Using Log4j in Cloud Enabled Applications

The Twelve-Factor Application

The Logging Guidelines for The Twelve-Factor App state that all logs should be routed unbuffered to stdout. Since this is the least common denominator it is guaranteed to work for all applications. However, as with any set of general guidelines, choosing the least common denominator approach comes at a cost. Some of the costs in Java applications include:

  • Java stack traces are multi-line log messages. The standard docker log driver cannot handle these properly. See Docker Issue #22920 which was closed with the message “Don’t Care”. Solutions for this are to: a. Use a docker log driver that does support multi-line log message, b. Use a logging format that does not produce multi-line messages, c. Log from Log4j directly to a logging forwarder or aggregator and bypass the docker logging driver.
===
● **STATED PROBLEM 1**
Copy the Log4j passage from "Using Log4j in" up to and including "docker logging driver.", switching "stdout" to "stderr".
● **STATED PROBLEM 2**
Resume the passage on running Log4j in cloud applications, continuing after its last sentence.

(Entries from a pointing dataset)
===
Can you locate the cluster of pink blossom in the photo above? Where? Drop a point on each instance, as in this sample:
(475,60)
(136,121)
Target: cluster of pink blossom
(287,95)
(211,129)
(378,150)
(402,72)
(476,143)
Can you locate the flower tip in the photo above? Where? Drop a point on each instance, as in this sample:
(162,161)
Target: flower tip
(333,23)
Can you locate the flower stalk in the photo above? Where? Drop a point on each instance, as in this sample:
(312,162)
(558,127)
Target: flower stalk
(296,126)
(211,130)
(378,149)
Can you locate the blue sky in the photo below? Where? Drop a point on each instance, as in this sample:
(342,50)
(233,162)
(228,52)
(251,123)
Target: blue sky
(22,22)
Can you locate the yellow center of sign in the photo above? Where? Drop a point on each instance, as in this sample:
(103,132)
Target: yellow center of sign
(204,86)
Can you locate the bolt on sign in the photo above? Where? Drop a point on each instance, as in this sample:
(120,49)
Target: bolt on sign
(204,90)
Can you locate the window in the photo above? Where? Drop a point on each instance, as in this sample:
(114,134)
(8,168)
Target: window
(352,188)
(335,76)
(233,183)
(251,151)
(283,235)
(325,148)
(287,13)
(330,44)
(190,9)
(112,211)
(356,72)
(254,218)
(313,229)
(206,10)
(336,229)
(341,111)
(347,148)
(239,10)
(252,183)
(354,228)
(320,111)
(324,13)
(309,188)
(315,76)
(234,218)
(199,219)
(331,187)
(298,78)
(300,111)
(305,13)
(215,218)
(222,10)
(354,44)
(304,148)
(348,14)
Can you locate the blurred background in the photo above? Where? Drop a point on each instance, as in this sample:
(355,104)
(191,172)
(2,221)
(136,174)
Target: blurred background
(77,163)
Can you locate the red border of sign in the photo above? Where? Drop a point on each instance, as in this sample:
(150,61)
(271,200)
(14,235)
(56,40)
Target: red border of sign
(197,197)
===
● **EXERCISE RESPONSE 1**
Using Log4j in Cloud Enabled Applications

The Twelve-Factor Application

The Logging Guidelines for The Twelve-Factor App state that all logs should be routed unbuffered to stderr. Since this is the least common denominator it is guaranteed to work for all applications. However, as with any set of general guidelines, choosing the least common denominator approach comes at a cost. Some of the costs in Java applications include:

  • Java stack traces are multi-line log messages. The standard docker log driver cannot handle these properly. See Docker Issue #22920 which was closed with the message “Don’t Care”. Solutions for this are to: a. Use a docker log driver that does support multi-line log message, b. Use a logging format that does not produce multi-line messages, c. Log from Log4j directly to a logging forwarder or aggregator and bypass the docker logging driver.

● **EXERCISE RESPONSE 2**
  • When logging to stdout in Docker, log events pass through Java’s standard output handling which is then directed to the operating system so that the output can be piped into a file. The overhead of all this is measurably slower than just writing directly to a file as can be seen in these benchmark results where logging to stdout is 16-20 times slower over repeated runs than logging directly to the file. The results below were obtained by running the Output Benchmark on a 2018 MacBook Pro with a 2.9GHz Intel Core i9 processor and a 1TB SSD. However, these results alone would not be enough to argue against writing to the standard output stream as they only amount to about 14-25 microseconds per logging call vs 1.5 microseconds when writing to the file.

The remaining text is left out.